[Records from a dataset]
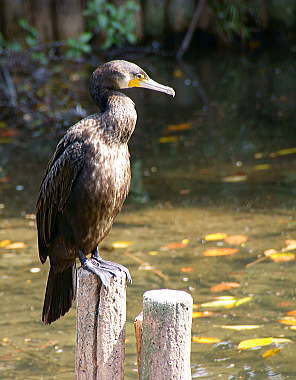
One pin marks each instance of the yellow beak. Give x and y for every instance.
(152, 85)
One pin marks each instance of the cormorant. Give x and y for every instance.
(86, 183)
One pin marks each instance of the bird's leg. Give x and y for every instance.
(109, 265)
(104, 275)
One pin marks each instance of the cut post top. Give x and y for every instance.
(167, 296)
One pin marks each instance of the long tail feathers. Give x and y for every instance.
(60, 294)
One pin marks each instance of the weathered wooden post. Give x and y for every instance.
(166, 335)
(101, 316)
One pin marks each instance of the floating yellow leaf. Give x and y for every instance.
(220, 251)
(215, 236)
(270, 352)
(235, 178)
(291, 312)
(178, 73)
(176, 245)
(290, 245)
(262, 167)
(242, 301)
(290, 320)
(201, 314)
(280, 257)
(205, 339)
(283, 152)
(236, 239)
(258, 342)
(240, 327)
(16, 245)
(122, 244)
(4, 243)
(179, 127)
(253, 343)
(168, 139)
(224, 286)
(186, 269)
(258, 155)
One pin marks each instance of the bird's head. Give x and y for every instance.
(120, 74)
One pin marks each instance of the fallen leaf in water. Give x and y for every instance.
(186, 269)
(235, 178)
(16, 245)
(290, 320)
(241, 301)
(6, 341)
(176, 245)
(283, 152)
(168, 139)
(258, 342)
(4, 243)
(215, 236)
(5, 140)
(262, 167)
(224, 286)
(226, 302)
(281, 257)
(122, 244)
(240, 327)
(184, 191)
(284, 304)
(4, 179)
(179, 127)
(50, 343)
(258, 155)
(35, 270)
(290, 245)
(236, 239)
(253, 343)
(8, 133)
(205, 339)
(178, 73)
(146, 266)
(220, 251)
(201, 314)
(269, 252)
(270, 352)
(291, 312)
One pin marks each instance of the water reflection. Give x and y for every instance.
(227, 173)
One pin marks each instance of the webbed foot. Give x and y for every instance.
(110, 266)
(105, 270)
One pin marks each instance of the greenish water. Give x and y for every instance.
(221, 174)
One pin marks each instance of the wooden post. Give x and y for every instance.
(138, 323)
(101, 316)
(166, 336)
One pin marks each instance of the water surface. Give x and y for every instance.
(224, 171)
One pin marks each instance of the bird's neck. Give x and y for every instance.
(118, 115)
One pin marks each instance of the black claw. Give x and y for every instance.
(105, 276)
(104, 269)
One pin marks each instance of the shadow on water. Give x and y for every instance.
(217, 158)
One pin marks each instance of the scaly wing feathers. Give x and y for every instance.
(55, 189)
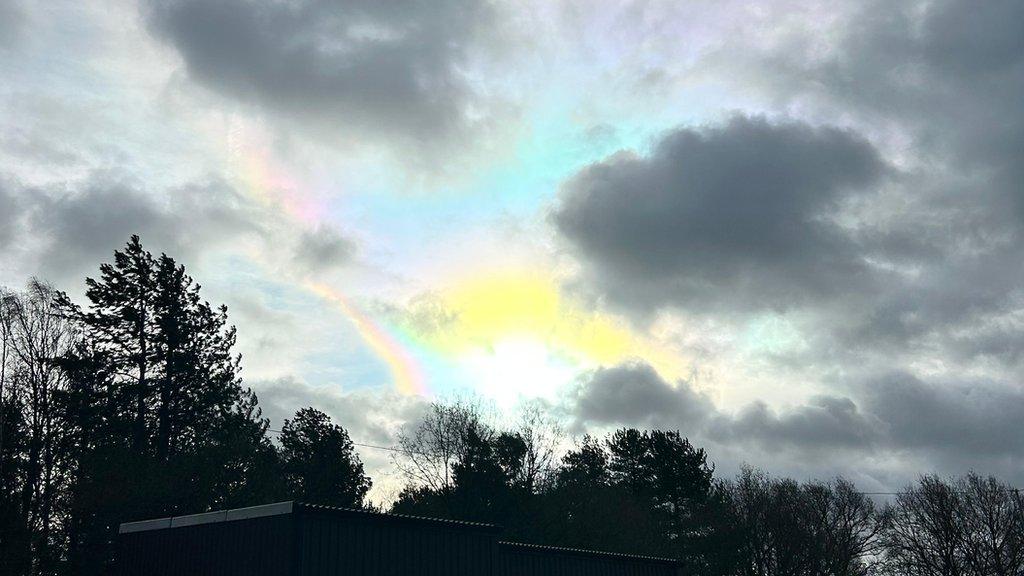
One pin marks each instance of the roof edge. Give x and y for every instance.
(275, 508)
(586, 552)
(384, 517)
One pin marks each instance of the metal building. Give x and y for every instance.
(297, 539)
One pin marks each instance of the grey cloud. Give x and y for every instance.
(324, 247)
(824, 422)
(635, 394)
(12, 19)
(10, 213)
(951, 426)
(82, 222)
(375, 67)
(370, 416)
(735, 214)
(971, 420)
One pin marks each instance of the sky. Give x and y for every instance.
(792, 230)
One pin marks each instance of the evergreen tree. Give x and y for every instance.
(320, 462)
(164, 424)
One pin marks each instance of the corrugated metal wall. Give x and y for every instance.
(345, 542)
(294, 539)
(259, 546)
(525, 560)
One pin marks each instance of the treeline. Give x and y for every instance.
(132, 407)
(652, 492)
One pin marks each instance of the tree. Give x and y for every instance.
(429, 450)
(34, 462)
(923, 532)
(991, 517)
(162, 422)
(320, 462)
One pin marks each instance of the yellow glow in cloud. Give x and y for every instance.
(517, 333)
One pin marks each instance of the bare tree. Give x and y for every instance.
(991, 520)
(924, 534)
(34, 336)
(847, 527)
(428, 450)
(542, 437)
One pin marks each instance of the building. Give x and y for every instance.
(297, 539)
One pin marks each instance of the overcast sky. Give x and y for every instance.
(793, 231)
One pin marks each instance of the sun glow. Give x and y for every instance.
(515, 335)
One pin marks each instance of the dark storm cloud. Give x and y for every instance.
(635, 394)
(822, 422)
(10, 213)
(324, 247)
(971, 419)
(82, 222)
(390, 67)
(736, 214)
(951, 425)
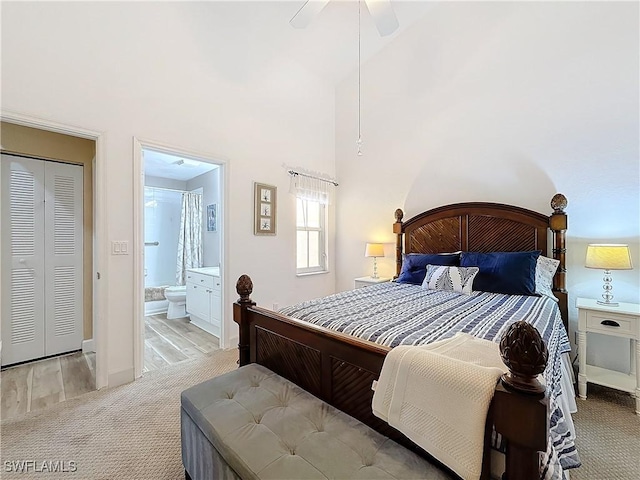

[GIVEN REQUEST]:
Write out all of the records above word for word, leaving out the pictures.

[TASK SOLUTION]:
One pin marks each instance of the yellow beak. Give x and y for every instance.
(152, 85)
One pin marks each instance of the cormorant. Give x and y for every instance.
(86, 183)
One pin marks each instance of the bird's leg. Give x and y for every instance.
(109, 265)
(104, 275)
One pin marks each instance of the cut post top. Give x and y for every instance.
(167, 296)
One pin marks each instance of the long tail feathers. Give x and y for every instance.
(60, 294)
One pin marks each instance of the weathered wooden post. Give x and y for every instance.
(166, 335)
(101, 316)
One pin marks each instance of the floating yellow leaf. Give x and y for every instance.
(220, 251)
(215, 236)
(270, 352)
(235, 178)
(291, 312)
(178, 73)
(176, 245)
(290, 245)
(262, 167)
(242, 301)
(290, 320)
(201, 314)
(280, 257)
(205, 339)
(283, 152)
(236, 239)
(258, 342)
(240, 327)
(16, 245)
(122, 244)
(4, 243)
(179, 127)
(253, 343)
(168, 139)
(224, 286)
(186, 269)
(258, 155)
One pin marks each instance of the bird's head. Give x and y for every instance.
(120, 74)
One pin marks each instance of the fallen leaf in water. Give x and y for every instance.
(186, 269)
(235, 178)
(16, 245)
(290, 320)
(241, 301)
(6, 341)
(176, 245)
(283, 152)
(168, 139)
(258, 342)
(4, 243)
(215, 236)
(5, 140)
(262, 167)
(224, 286)
(226, 302)
(281, 257)
(122, 244)
(240, 327)
(184, 191)
(284, 304)
(4, 179)
(179, 127)
(50, 343)
(258, 155)
(35, 270)
(290, 245)
(236, 239)
(253, 343)
(8, 133)
(205, 339)
(178, 73)
(146, 266)
(220, 251)
(201, 314)
(269, 252)
(270, 352)
(291, 312)
One pin marks each instance of the water reflection. Give x and y for every instance.
(227, 173)
One pin marks each instance of the webbed foot. Give x and y for every instance.
(110, 266)
(105, 270)
One pin marks each instance of the greenish water. Give x and y for every instance.
(221, 174)
One pin marks each instance of the wooden post. Give x and y for every instance.
(138, 323)
(101, 316)
(166, 336)
One pin marks each instance of the water surface. Give x and y for every instance.
(224, 171)
One pin marks each instance of the bird's neck. Give x and y for every instance.
(118, 115)
One pin marks each instance of the black claw. Give x and y for every instance.
(105, 276)
(104, 269)
One pin marks each instance of the shadow on water. Give x and y for every instance.
(217, 158)
One pin marks each instance of the scaly wing feathers. Give x and y for every instance.
(55, 189)
One pin marks each instance of the roof edge. Give x and y for every instance.
(275, 508)
(586, 552)
(384, 517)
One pin marks each instance of the metal building. Give x and y for every instance.
(297, 539)
One pin marks each instance of the grey cloud. Give x and y for every instance.
(324, 247)
(824, 422)
(635, 394)
(12, 19)
(10, 213)
(951, 426)
(82, 222)
(375, 67)
(370, 416)
(735, 214)
(971, 420)
One pin marks each instance of the sky. Give x and y for every instance.
(792, 230)
One pin marks each instance of the evergreen tree. Give x and y for every instance.
(320, 462)
(164, 424)
One pin marks each instance of the corrugated metal wall. Give x and y for every instance.
(345, 542)
(294, 539)
(259, 546)
(525, 560)
One pin marks each instance of the treeline. Give x and y for every instance.
(132, 407)
(652, 492)
One pin marks each instance of the tree. Give x and y for every instance.
(429, 450)
(34, 462)
(923, 532)
(991, 517)
(162, 422)
(320, 462)
One pin marks each instance of the yellow glow in cloud. Give x and y for every instance.
(517, 333)
One pin marks each instance of the bare tree. Give x and y for every instance.
(991, 520)
(924, 534)
(34, 336)
(847, 527)
(428, 450)
(542, 437)
One pin marks each instance of the building. Give x and y for every instance.
(297, 539)
One pin marks each instance of the overcast sky. Give x and y for every instance.
(793, 231)
One pin marks each instance of the sun glow. Give x and y for every instance.
(515, 335)
One pin marks each instance of the dark storm cloud. Give x and y for every instance.
(635, 394)
(822, 422)
(10, 213)
(324, 247)
(971, 419)
(82, 222)
(390, 67)
(736, 214)
(951, 425)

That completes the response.